Saved entries
---+---

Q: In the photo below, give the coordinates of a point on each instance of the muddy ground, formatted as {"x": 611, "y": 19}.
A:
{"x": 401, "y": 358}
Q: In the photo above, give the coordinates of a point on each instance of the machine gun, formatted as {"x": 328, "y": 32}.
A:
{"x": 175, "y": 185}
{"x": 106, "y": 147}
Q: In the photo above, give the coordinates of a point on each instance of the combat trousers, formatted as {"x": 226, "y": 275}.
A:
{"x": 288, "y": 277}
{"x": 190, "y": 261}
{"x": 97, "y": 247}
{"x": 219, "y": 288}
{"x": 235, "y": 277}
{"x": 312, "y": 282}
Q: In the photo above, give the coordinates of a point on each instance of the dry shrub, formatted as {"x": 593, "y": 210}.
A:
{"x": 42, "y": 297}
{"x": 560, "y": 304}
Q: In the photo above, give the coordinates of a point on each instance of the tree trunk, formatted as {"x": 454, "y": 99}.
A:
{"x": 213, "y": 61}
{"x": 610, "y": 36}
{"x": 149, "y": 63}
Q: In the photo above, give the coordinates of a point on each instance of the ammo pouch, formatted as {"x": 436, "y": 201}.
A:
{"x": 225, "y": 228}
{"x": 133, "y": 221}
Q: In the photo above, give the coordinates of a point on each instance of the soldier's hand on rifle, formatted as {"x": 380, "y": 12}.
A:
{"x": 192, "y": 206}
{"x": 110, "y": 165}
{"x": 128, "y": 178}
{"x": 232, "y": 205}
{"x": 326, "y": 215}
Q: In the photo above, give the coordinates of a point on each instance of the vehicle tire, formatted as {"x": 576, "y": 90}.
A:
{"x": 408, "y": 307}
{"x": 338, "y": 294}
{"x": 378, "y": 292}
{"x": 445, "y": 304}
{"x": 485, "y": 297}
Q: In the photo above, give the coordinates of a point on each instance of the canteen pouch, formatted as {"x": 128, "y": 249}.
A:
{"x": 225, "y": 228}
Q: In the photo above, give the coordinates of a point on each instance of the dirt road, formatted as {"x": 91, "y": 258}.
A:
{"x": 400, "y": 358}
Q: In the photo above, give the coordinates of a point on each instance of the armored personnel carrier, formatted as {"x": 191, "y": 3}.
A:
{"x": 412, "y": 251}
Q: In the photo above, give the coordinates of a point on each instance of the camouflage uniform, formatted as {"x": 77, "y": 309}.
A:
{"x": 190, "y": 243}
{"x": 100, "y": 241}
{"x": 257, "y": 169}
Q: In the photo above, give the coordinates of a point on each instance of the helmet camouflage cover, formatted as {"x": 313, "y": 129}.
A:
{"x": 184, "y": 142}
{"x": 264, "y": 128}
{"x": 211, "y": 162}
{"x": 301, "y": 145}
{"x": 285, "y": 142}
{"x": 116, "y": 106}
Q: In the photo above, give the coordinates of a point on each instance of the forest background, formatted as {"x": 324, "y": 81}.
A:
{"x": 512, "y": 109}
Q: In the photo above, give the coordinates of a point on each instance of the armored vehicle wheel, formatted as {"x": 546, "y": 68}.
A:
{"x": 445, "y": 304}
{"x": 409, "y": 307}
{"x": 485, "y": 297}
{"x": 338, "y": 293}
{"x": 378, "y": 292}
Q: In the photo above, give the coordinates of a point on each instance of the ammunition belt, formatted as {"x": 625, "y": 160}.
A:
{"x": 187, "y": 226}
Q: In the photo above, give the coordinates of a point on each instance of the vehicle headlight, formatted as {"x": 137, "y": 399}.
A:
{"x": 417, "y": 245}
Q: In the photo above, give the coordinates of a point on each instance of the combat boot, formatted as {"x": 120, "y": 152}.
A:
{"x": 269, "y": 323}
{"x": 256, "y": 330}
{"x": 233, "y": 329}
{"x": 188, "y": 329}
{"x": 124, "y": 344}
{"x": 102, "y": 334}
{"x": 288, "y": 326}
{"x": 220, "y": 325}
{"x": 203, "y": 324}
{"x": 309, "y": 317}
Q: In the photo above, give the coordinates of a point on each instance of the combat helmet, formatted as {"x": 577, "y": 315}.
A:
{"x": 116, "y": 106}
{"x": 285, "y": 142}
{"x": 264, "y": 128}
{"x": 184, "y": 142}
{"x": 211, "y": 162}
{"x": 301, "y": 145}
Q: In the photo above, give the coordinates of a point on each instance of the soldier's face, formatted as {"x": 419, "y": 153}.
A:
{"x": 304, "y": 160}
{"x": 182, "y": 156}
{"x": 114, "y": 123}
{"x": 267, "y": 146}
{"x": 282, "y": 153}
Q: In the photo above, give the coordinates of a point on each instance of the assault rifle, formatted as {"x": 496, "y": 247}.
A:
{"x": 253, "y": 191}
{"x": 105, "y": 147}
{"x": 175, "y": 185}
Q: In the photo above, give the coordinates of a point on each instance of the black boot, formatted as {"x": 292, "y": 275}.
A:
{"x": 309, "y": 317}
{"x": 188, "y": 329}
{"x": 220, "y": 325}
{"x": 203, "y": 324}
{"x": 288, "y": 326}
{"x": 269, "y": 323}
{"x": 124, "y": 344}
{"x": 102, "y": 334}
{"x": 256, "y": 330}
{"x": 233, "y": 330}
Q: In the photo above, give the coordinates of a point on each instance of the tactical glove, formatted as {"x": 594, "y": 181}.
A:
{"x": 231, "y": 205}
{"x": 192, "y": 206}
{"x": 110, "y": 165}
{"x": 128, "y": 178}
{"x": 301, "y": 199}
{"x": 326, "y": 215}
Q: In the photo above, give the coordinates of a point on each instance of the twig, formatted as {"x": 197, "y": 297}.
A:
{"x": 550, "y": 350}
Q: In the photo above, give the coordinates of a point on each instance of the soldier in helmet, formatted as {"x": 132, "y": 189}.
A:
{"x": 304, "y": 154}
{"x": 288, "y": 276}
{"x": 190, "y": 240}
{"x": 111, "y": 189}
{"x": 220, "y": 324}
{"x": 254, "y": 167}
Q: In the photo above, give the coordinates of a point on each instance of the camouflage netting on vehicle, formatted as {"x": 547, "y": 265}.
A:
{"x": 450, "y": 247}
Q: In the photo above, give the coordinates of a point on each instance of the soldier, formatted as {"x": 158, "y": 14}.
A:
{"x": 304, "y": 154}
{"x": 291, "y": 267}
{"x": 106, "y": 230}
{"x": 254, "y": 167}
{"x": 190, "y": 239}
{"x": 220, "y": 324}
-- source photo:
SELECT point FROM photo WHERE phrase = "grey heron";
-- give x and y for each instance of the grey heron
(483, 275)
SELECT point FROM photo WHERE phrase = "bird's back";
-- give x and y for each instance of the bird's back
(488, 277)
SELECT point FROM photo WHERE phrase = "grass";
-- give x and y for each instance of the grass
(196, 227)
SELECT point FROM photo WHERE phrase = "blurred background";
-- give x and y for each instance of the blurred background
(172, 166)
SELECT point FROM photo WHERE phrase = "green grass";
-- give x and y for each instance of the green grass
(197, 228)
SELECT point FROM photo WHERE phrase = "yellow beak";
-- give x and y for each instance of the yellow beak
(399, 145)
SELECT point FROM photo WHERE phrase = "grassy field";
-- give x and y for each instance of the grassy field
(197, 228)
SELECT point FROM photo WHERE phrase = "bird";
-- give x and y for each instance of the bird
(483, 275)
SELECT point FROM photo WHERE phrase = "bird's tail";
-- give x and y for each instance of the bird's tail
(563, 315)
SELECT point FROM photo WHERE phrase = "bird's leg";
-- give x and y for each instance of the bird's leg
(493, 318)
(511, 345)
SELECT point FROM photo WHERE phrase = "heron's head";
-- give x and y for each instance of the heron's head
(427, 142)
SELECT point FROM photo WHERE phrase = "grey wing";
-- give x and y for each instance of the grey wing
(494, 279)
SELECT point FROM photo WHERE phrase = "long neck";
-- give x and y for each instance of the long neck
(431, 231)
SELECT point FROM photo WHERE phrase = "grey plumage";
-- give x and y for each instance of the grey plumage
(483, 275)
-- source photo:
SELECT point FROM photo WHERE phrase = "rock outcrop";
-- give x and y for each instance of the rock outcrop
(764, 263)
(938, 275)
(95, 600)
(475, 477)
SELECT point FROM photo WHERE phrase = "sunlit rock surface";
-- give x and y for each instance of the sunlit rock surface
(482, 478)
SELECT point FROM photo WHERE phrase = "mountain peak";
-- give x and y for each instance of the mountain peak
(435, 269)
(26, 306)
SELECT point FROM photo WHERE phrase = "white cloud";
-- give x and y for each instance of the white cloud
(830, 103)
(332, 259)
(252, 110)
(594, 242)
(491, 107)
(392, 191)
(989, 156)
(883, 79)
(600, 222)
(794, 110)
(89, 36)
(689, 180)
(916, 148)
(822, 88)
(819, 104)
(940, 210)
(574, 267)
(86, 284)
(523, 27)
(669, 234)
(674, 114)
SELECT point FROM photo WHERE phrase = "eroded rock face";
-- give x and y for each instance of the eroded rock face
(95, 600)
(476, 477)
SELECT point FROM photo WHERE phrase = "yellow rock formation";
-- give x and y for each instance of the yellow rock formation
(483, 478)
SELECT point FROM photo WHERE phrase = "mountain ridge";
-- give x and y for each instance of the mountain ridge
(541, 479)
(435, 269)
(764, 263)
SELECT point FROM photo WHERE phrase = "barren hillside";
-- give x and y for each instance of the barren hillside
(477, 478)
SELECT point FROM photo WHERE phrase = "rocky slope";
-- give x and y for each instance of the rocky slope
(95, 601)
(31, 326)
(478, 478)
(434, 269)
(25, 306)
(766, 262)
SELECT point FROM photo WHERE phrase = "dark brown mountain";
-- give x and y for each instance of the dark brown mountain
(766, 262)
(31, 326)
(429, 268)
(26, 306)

---+---

▶ [Required action]: For the word "armored", how many lines in the records above contain it? Answer with the number and nothing else.

▶ [Solution for this exercise]: 2